◆ Extract ◆

* BEGIN *

London, Royal Academy of Arts, Pierre Bonnard, January-March 1966, p. 59, no. 189 (titled La table de jardin and dated 1926). 
New York, The Metropolitan Museum of Art (on extended loan, August-October 2001).

Note: A pageant of high-keyed color and luxuriant, Mediterranean vegetation, this idyllic scene—one of Bonnard’s earliest tours de force on the theme of the terrace—depicts the grounds of the Villa Antoinette at Grasse, some twelve miles north of Cannes, where the artist and his future wife Marthe stayed on holiday from January to May 1912. The composition is structured around an elegant stone balustrade, which divides the large canvas—more than four feet per side—into two distinct zones. The foreground is given over to the cloistered, domestic realm of the terrace, with its lively array of potted plants and a trio of resident cats; Marthe sits at the very periphery of the scene, her back to the viewer, while one of the couple’s pet dachshunds basks in the sun. Beyond the balustrade is the garden of the Villa Antoinette, where the flora—a meridional paradise of palms and laden orange trees—was left to grow wild and unpruned, just as Bonnard preferred; at the right, the dense mass of trees parts to reveal a glimpse of the violet-tinged Esterel mountains in the distance.

* END *

◆ Problems and tasks ◆
a. How would you render this sentence from the Bonnard note in French: "The composition is structured around an elegant stone balustrade, which divides the large canvas—more than four feet per side—into two distinct zones."
b. Can you carry on the Bonnard note, picking up after its last sentence?
The listing after the Bonnard note plays no part here.

◆ Given information ◆
* BEGIN *

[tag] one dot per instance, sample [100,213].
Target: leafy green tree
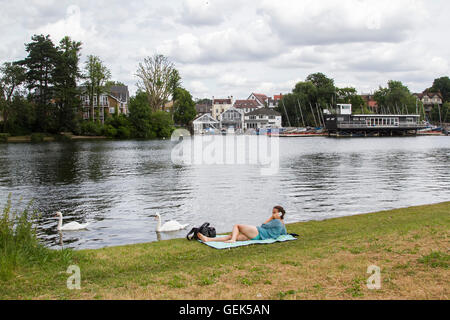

* END *

◆ Final results ◆
a. La composition s'articule autour d'une élégante balustrade de pierre, qui divise la grande toile (plus de quatre pieds de côté) en deux zones distinctes.

b.
La Terrasse constitutes a paean to the hot, heightened palette and dazzling luminosity of the Côte d’Azur. Orange, pink, and gold are set off against complementary tones of green and blue; a ray of silvery light enters the scene from the right and falls diagonally across the terrace, catching at the edges of the foliage and casting an otherworldly, white glow over the hieratic cat on a stool in the center. Bonnard had made his first extended trip to this sun-drenched region three years earlier, spending the summer of 1909 at Saint-Tropez, the home of Paul Signac and a Mecca for aspiring colorists. Like Van Gogh when he arrived at Arles in 1888, Bonnard experienced the South of France with all the force of a revelation. “It was like something out of the Arabian Nights,” he declared. “The sea, the yellow walls, the reflections as full of color as the light” (quoted in Bonnard: Painting Arcadia, exh. cat., Fine Arts Museums of San Francisco, 2015, p. 315).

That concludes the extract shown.